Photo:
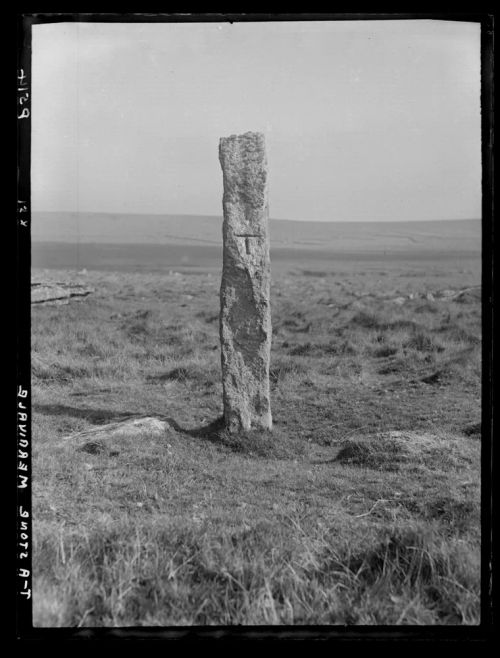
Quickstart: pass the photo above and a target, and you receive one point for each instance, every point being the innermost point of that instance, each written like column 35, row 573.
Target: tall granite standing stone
column 245, row 317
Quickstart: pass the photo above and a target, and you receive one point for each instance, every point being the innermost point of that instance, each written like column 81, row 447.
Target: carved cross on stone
column 245, row 319
column 247, row 241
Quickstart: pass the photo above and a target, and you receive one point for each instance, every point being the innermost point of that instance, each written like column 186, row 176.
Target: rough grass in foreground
column 266, row 574
column 361, row 507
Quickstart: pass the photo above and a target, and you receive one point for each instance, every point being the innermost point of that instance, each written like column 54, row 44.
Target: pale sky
column 364, row 120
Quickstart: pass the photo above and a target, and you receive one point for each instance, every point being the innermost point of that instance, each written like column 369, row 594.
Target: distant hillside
column 107, row 228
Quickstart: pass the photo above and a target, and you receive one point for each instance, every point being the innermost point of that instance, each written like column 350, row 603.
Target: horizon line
column 274, row 219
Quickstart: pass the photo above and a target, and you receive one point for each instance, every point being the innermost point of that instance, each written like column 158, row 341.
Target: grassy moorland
column 361, row 507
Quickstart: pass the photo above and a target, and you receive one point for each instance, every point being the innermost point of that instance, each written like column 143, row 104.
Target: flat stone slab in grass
column 131, row 427
column 49, row 292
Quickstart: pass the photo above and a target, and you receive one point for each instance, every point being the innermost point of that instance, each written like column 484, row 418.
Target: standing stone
column 245, row 317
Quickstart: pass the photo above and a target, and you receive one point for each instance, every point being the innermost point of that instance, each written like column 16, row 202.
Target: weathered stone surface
column 245, row 317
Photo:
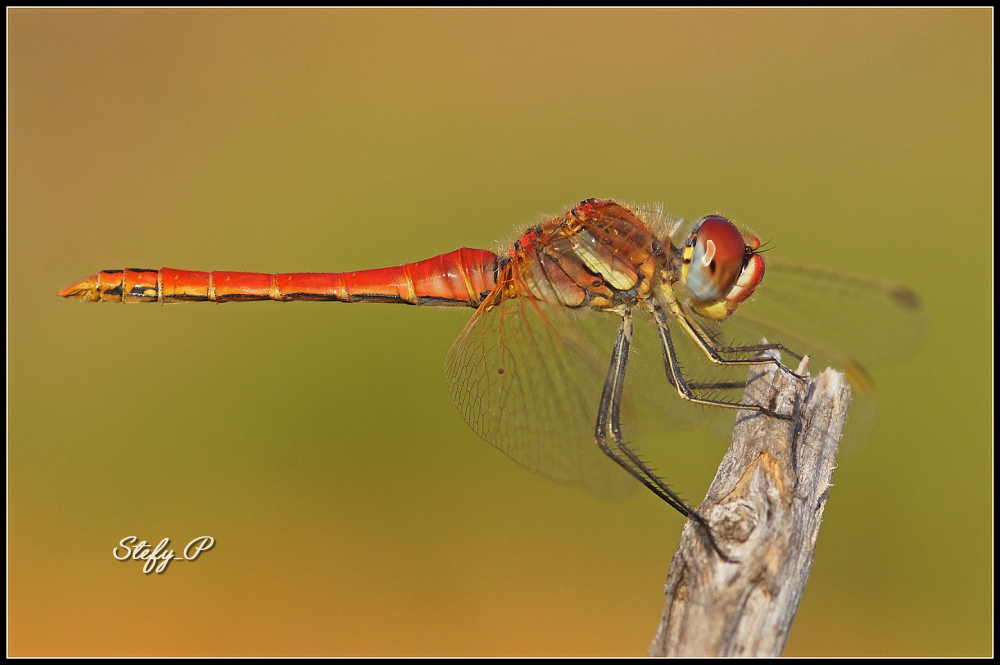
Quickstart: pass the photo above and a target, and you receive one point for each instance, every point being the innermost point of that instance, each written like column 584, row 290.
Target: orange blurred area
column 353, row 510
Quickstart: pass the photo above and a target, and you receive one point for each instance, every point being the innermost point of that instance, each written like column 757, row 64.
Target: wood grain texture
column 765, row 507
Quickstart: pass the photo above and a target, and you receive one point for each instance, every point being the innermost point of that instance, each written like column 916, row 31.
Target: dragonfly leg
column 686, row 390
column 609, row 426
column 714, row 351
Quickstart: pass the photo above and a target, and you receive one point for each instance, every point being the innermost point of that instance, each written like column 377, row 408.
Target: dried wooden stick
column 765, row 507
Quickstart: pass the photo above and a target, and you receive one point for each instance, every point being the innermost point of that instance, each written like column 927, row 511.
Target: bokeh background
column 354, row 511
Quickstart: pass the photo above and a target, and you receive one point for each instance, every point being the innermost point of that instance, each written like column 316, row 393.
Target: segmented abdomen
column 459, row 278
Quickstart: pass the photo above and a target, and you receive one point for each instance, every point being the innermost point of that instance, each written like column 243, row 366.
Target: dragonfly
column 530, row 372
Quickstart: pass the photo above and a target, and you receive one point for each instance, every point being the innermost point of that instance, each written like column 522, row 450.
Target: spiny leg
column 608, row 420
column 711, row 348
column 684, row 389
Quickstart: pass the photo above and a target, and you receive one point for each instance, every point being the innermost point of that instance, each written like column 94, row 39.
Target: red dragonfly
column 528, row 372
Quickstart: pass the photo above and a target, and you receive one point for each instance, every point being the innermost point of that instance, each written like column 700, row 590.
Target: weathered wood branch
column 765, row 507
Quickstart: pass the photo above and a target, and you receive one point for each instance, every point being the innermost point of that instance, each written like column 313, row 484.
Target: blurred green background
column 355, row 513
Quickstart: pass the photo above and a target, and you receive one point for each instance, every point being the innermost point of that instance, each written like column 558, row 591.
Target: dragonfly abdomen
column 459, row 278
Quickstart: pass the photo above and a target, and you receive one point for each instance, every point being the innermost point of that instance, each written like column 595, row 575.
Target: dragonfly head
column 721, row 267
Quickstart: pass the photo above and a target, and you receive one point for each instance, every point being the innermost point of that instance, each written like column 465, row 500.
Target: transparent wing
column 527, row 377
column 849, row 322
column 849, row 319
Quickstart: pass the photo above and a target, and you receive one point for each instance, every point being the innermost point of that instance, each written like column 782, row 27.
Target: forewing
column 527, row 377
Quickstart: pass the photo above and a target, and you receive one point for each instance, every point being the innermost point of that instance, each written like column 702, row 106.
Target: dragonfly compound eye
column 717, row 259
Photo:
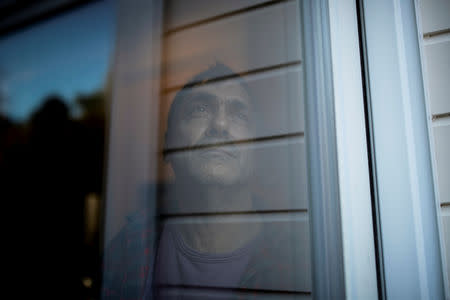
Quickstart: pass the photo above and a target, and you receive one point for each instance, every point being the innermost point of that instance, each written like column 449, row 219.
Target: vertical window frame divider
column 410, row 231
column 343, row 257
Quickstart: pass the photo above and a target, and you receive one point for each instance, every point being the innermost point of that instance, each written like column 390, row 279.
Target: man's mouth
column 218, row 152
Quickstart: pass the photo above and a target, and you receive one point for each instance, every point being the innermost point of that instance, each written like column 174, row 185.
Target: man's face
column 213, row 115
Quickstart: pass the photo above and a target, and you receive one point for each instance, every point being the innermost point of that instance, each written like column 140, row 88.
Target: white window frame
column 343, row 250
column 400, row 129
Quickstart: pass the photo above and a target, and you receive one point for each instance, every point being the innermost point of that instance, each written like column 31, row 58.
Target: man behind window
column 205, row 249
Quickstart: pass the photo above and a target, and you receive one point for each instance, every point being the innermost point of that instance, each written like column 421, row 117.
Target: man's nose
column 219, row 123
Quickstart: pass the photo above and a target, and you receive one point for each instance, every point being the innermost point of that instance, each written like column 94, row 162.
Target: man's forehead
column 228, row 91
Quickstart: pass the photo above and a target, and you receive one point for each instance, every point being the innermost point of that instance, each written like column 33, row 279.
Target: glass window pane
column 210, row 200
column 53, row 113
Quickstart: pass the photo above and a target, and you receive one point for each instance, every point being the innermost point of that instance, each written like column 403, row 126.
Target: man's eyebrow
column 239, row 103
column 199, row 95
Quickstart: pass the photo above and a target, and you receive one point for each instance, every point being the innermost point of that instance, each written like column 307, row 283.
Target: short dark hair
column 214, row 73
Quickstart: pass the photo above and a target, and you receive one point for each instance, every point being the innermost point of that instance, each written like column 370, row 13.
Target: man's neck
column 213, row 233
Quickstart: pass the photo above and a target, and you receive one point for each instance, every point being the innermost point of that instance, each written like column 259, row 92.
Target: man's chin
column 218, row 175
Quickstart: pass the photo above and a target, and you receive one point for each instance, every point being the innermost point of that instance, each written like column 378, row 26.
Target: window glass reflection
column 53, row 110
column 226, row 214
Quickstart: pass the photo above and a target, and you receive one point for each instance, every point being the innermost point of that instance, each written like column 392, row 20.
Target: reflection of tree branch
column 92, row 107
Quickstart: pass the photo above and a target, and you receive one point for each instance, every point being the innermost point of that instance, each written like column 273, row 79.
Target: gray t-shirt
column 184, row 273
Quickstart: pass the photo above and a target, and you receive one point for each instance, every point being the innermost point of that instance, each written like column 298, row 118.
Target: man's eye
column 242, row 116
column 198, row 110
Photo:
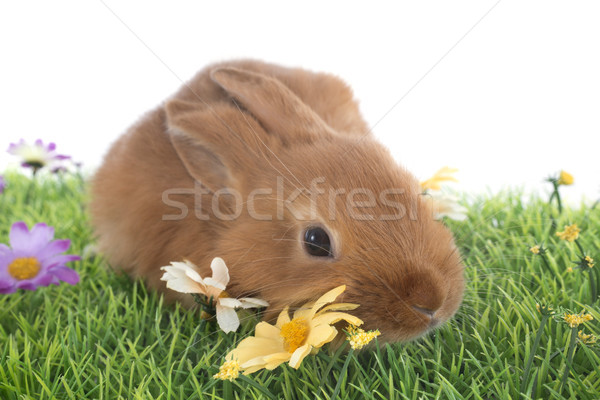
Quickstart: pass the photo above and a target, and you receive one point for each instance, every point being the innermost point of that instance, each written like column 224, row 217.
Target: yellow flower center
column 294, row 333
column 24, row 268
column 535, row 249
column 565, row 178
column 230, row 370
column 576, row 319
column 570, row 233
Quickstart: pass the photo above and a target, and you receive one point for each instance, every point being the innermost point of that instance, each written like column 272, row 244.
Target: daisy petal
column 66, row 274
column 229, row 302
column 333, row 317
column 266, row 330
column 19, row 235
column 214, row 283
column 321, row 334
column 220, row 271
column 283, row 318
column 339, row 307
column 185, row 286
column 299, row 355
column 249, row 302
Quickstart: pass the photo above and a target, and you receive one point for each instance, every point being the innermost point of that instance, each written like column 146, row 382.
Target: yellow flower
column 359, row 338
column 570, row 233
column 535, row 249
column 565, row 178
column 444, row 174
column 230, row 370
column 292, row 340
column 544, row 309
column 575, row 320
column 587, row 339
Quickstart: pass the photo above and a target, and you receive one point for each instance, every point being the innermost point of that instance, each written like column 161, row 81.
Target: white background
column 508, row 91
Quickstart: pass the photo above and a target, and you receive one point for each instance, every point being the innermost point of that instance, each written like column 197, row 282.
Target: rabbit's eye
column 317, row 243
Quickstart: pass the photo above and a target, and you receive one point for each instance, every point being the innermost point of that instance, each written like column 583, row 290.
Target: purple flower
column 34, row 259
column 36, row 156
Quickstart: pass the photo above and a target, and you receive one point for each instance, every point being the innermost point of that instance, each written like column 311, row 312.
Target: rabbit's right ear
column 213, row 142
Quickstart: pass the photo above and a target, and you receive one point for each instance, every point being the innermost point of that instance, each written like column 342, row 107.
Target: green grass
column 109, row 338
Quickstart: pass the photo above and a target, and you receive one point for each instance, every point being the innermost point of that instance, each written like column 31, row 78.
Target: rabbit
column 274, row 170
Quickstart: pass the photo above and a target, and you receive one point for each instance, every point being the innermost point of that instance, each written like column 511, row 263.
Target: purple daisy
column 36, row 156
column 34, row 259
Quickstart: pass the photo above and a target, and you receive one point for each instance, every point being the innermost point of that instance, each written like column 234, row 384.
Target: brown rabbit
column 274, row 170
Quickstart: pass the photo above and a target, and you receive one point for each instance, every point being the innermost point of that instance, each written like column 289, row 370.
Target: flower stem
column 558, row 200
column 545, row 260
column 570, row 354
column 593, row 289
column 579, row 247
column 536, row 344
column 342, row 374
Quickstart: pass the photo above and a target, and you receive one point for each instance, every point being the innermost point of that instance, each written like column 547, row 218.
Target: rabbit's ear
column 215, row 144
column 278, row 109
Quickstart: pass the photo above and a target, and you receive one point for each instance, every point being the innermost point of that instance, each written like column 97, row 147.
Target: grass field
column 108, row 338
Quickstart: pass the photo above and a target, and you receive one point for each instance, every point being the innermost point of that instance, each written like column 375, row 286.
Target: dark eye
column 317, row 243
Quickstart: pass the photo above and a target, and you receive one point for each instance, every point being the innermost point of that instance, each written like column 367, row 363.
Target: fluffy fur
column 248, row 125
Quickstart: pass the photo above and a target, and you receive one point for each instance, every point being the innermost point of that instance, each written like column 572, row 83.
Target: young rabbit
column 274, row 170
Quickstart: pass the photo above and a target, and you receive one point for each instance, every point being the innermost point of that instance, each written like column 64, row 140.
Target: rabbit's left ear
column 275, row 106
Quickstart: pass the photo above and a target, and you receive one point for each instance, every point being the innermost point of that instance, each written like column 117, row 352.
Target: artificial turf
column 108, row 337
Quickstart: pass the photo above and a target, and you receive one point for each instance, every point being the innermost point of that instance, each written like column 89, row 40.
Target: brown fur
column 243, row 125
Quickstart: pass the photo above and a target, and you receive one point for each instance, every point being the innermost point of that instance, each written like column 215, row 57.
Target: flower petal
column 339, row 307
column 227, row 319
column 250, row 302
column 310, row 309
column 253, row 347
column 266, row 330
column 19, row 235
column 185, row 285
column 272, row 361
column 284, row 317
column 333, row 317
column 299, row 355
column 220, row 271
column 53, row 248
column 320, row 335
column 214, row 283
column 229, row 302
column 65, row 274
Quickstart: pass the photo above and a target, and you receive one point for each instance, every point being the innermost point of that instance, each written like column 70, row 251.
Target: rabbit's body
column 258, row 155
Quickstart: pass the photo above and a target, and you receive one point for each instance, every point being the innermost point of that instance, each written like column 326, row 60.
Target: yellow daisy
column 574, row 320
column 293, row 339
column 565, row 178
column 230, row 370
column 587, row 338
column 444, row 174
column 570, row 233
column 535, row 249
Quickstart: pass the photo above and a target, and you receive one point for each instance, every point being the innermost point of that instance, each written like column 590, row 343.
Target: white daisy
column 182, row 277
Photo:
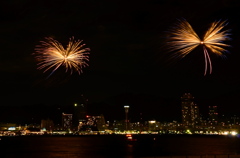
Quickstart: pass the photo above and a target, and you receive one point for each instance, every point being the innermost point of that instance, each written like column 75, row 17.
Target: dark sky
column 128, row 64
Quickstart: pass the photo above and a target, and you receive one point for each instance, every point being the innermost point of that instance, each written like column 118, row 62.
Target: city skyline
column 127, row 62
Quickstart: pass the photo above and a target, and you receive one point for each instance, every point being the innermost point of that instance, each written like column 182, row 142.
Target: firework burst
column 51, row 55
column 183, row 40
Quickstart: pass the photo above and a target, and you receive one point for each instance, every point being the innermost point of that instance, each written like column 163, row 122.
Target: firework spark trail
column 183, row 40
column 51, row 55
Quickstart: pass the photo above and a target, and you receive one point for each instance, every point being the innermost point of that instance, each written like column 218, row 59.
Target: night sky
column 128, row 62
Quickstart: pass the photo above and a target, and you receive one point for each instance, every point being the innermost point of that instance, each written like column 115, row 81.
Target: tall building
column 190, row 111
column 213, row 115
column 126, row 107
column 66, row 121
column 80, row 110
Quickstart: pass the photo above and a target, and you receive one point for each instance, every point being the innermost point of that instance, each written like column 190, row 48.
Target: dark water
column 116, row 146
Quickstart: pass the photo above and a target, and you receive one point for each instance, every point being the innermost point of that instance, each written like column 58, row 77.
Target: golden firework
column 51, row 55
column 183, row 39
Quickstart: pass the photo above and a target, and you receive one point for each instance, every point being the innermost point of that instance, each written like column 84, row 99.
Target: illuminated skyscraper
column 80, row 110
column 213, row 115
column 126, row 107
column 66, row 121
column 190, row 111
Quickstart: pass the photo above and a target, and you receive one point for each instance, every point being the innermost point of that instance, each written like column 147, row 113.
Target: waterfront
column 109, row 146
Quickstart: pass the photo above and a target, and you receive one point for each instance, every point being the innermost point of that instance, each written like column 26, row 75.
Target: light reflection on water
column 116, row 146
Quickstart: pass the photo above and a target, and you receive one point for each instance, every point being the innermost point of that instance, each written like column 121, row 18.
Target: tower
column 66, row 121
column 126, row 107
column 190, row 111
column 80, row 110
column 213, row 115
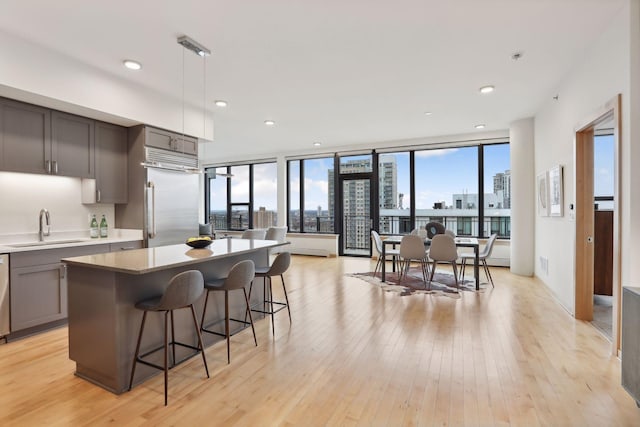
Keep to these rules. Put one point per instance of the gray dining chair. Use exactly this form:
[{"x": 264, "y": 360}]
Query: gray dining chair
[
  {"x": 443, "y": 249},
  {"x": 412, "y": 249},
  {"x": 279, "y": 266},
  {"x": 183, "y": 291},
  {"x": 254, "y": 233},
  {"x": 377, "y": 244},
  {"x": 240, "y": 276},
  {"x": 482, "y": 257}
]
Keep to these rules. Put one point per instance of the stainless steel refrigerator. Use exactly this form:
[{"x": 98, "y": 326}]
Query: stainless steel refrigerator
[{"x": 171, "y": 207}]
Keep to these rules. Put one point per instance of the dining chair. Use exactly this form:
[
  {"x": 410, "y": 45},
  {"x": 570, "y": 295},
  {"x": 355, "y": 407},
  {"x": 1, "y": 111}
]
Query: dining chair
[
  {"x": 434, "y": 228},
  {"x": 482, "y": 257},
  {"x": 443, "y": 249},
  {"x": 412, "y": 249},
  {"x": 240, "y": 277},
  {"x": 377, "y": 244},
  {"x": 183, "y": 291}
]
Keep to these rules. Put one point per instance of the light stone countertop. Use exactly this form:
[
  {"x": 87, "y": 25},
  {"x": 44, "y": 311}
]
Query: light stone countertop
[
  {"x": 66, "y": 239},
  {"x": 141, "y": 261}
]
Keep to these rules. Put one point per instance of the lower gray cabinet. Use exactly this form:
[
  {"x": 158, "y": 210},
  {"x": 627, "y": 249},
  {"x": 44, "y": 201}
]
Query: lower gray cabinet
[{"x": 38, "y": 295}]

□ □ □

**WHAT THE TASK REQUIRES:**
Copy out, word for word, the lines from the very first one up to and including the line with "column 364, row 120". Leave the pictures out of your answer.

**COMPLETE RESPONSE:**
Photo:
Quickstart: pass the photo above and a target, and you receive one point for each instance, every point being the innermost point of that instance, each written like column 35, row 573.
Target: tall granite standing stone
column 245, row 317
Quickstart: pass the photo above and a target, and you receive one point for each instance, every point being the innermost point of that instance, each written like column 81, row 447.
Target: carved cross on stone
column 245, row 319
column 247, row 241
Quickstart: pass the photo above and a target, and you receive one point for each instance, every point being the innermost point of that instance, each written like column 186, row 176.
Target: rough grass in foreground
column 266, row 574
column 361, row 507
Quickstart: pass the photo above and a target, and you receive one point for each instance, every point being the innermost point of that instance, each written like column 54, row 44.
Target: pale sky
column 364, row 120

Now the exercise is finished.